INFORMATION SUPPLIED

▼

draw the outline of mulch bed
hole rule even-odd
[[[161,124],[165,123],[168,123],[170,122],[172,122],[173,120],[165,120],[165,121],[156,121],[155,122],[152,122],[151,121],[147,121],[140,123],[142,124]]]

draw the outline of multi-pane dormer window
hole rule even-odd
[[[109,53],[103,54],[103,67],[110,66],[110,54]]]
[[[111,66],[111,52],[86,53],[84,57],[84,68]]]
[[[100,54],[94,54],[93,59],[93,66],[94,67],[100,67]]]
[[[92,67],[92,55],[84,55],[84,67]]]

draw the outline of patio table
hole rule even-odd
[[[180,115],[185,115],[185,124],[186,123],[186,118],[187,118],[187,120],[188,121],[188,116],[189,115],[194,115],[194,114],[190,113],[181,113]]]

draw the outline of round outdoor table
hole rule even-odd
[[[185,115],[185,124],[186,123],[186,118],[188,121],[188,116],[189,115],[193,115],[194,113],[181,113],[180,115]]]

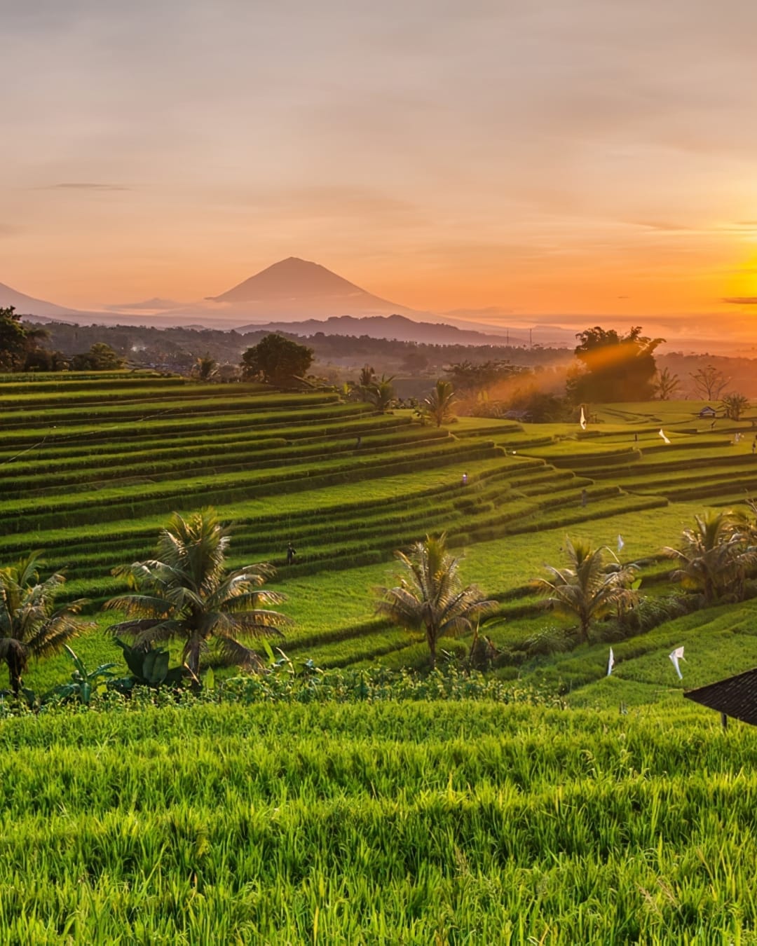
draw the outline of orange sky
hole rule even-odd
[[[295,255],[421,310],[757,312],[724,301],[757,301],[748,0],[14,6],[22,292],[190,301]]]

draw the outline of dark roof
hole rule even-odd
[[[683,695],[726,716],[757,726],[757,668],[698,690],[689,690]]]

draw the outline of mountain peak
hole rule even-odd
[[[288,256],[256,272],[219,296],[213,302],[274,302],[285,299],[311,300],[360,295],[364,290],[343,279],[319,263]],[[364,293],[369,295],[369,293]]]

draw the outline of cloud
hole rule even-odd
[[[120,184],[94,184],[90,181],[65,181],[62,184],[51,184],[41,190],[131,190]]]
[[[667,223],[664,220],[632,220],[631,222],[637,227],[644,227],[647,230],[661,230],[666,233],[676,233],[691,229],[691,227],[684,226],[681,223]]]

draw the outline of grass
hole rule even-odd
[[[168,410],[205,396],[168,378],[112,381],[114,404],[146,388]],[[38,403],[69,396],[75,412],[97,383],[24,379],[5,400],[0,391],[0,410],[28,392]],[[174,504],[188,512],[225,490],[232,565],[280,562],[294,540],[299,561],[275,579],[295,621],[282,646],[295,666],[312,658],[326,673],[219,673],[199,699],[96,697],[90,710],[39,715],[9,717],[0,700],[0,946],[757,941],[757,732],[732,723],[724,733],[717,714],[682,699],[757,663],[757,602],[613,643],[609,677],[602,625],[588,645],[485,679],[454,665],[414,677],[405,669],[425,667],[424,642],[373,611],[371,588],[395,581],[394,549],[429,527],[449,531],[464,580],[500,602],[483,631],[502,648],[568,626],[528,587],[545,563],[565,564],[566,534],[613,550],[622,535],[643,590],[661,594],[656,552],[702,504],[657,490],[695,486],[704,472],[712,501],[723,500],[747,465],[724,458],[722,434],[685,432],[696,405],[610,405],[586,437],[577,425],[466,418],[448,446],[408,413],[244,396],[259,409],[243,432],[233,410],[181,429],[168,413],[149,430],[119,425],[114,439],[79,427],[82,406],[71,429],[84,438],[18,460],[30,431],[22,446],[7,440],[3,482],[48,495],[0,504],[6,561],[43,548],[50,568],[69,566],[69,594],[97,599],[117,587],[113,565],[149,553]],[[219,472],[245,449],[249,476]],[[191,475],[174,479],[181,451]],[[164,464],[165,483],[94,488],[150,463]],[[83,472],[86,488],[63,485],[66,471]],[[64,524],[66,504],[78,524]],[[119,616],[93,605],[91,617],[74,649],[90,669],[113,660],[125,673],[107,634]],[[681,645],[682,682],[668,658]],[[70,670],[59,656],[26,682],[44,692]]]
[[[757,736],[695,707],[147,707],[7,720],[0,745],[6,943],[748,942],[757,923]]]

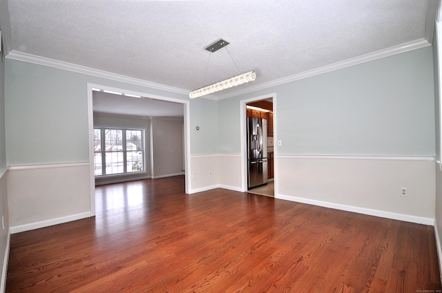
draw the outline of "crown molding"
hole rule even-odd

▲

WORK REQUIRED
Leaving all pictures aside, quote each record exactly.

THE RESULT
draw the outline of mulch bed
hole rule even-odd
[[[161,124],[165,123],[168,123],[170,122],[172,122],[173,120],[165,120],[165,121],[156,121],[155,122],[152,122],[151,121],[147,121],[140,123],[142,124]]]

draw the outline of multi-pane dormer window
hole rule even-odd
[[[109,53],[103,54],[103,67],[110,66],[110,54]]]
[[[111,66],[111,52],[86,53],[84,57],[84,68]]]
[[[100,54],[94,54],[93,59],[93,66],[94,67],[100,67]]]
[[[92,67],[92,55],[84,55],[84,67]]]

draw the outline of patio table
hole rule even-odd
[[[180,115],[185,115],[185,124],[186,123],[186,118],[187,118],[187,120],[188,121],[188,116],[189,115],[194,115],[194,114],[190,113],[181,113]]]

draw the outline of round outdoor table
hole rule even-odd
[[[185,115],[185,124],[186,123],[186,118],[188,121],[188,116],[189,115],[193,115],[194,113],[181,113],[180,115]]]

draw the outline of orange sky
hole rule even-odd
[[[295,255],[421,310],[757,312],[724,301],[757,301],[748,0],[14,6],[22,292],[190,301]]]

draw the outline of dark roof
hole rule even-odd
[[[683,695],[726,716],[757,726],[757,668],[698,690],[689,690]]]

draw the outline of mountain peak
hole rule even-odd
[[[288,256],[256,272],[219,296],[213,302],[274,302],[285,299],[311,300],[360,295],[364,290],[343,279],[319,263]],[[364,293],[369,295],[369,293]]]

draw the outline of cloud
hole rule even-odd
[[[120,184],[94,184],[90,181],[65,181],[62,184],[51,184],[41,190],[131,190]]]
[[[667,223],[664,220],[632,220],[631,222],[637,227],[644,227],[647,230],[661,230],[666,233],[676,233],[691,229],[691,227],[684,226],[681,223]]]

draw the outline of grass
hole rule even-odd
[[[168,410],[205,396],[168,378],[112,381],[114,404],[146,388]],[[38,403],[69,396],[75,412],[97,383],[24,379],[5,400],[0,391],[0,410],[28,392]],[[174,504],[188,512],[225,490],[232,565],[280,562],[294,540],[299,561],[275,579],[295,621],[282,646],[295,666],[312,658],[326,673],[219,673],[199,699],[96,697],[90,710],[39,715],[9,717],[0,700],[0,946],[757,941],[757,732],[732,723],[724,733],[717,714],[682,699],[757,663],[757,602],[613,643],[609,677],[602,625],[588,645],[485,679],[454,665],[414,677],[405,669],[425,667],[424,642],[373,611],[371,588],[395,581],[394,549],[429,527],[449,531],[464,580],[500,602],[483,631],[502,648],[568,626],[528,587],[545,563],[565,564],[566,534],[613,550],[622,535],[643,590],[661,594],[656,552],[702,504],[657,490],[695,486],[704,472],[712,501],[723,500],[747,465],[724,458],[722,434],[685,432],[696,405],[610,405],[586,437],[577,425],[466,418],[448,446],[408,413],[244,396],[259,409],[243,432],[233,410],[181,429],[168,413],[149,430],[119,425],[114,439],[79,427],[82,406],[71,429],[84,438],[18,460],[30,431],[22,446],[7,440],[3,482],[48,495],[0,504],[6,561],[43,548],[50,568],[69,566],[69,594],[97,599],[117,587],[113,565],[149,553]],[[219,472],[245,449],[249,476]],[[191,475],[174,479],[181,451]],[[164,464],[165,483],[94,488],[150,463]],[[83,472],[86,488],[63,485],[66,471]],[[64,524],[66,504],[78,524]],[[119,616],[93,605],[91,617],[74,649],[90,669],[113,660],[125,673],[107,634]],[[681,645],[682,682],[668,658]],[[70,670],[59,656],[26,682],[44,692]]]
[[[757,736],[695,707],[147,707],[7,720],[0,745],[6,943],[748,942],[757,923]]]

draw the outline of "crown molding"
hole rule even-odd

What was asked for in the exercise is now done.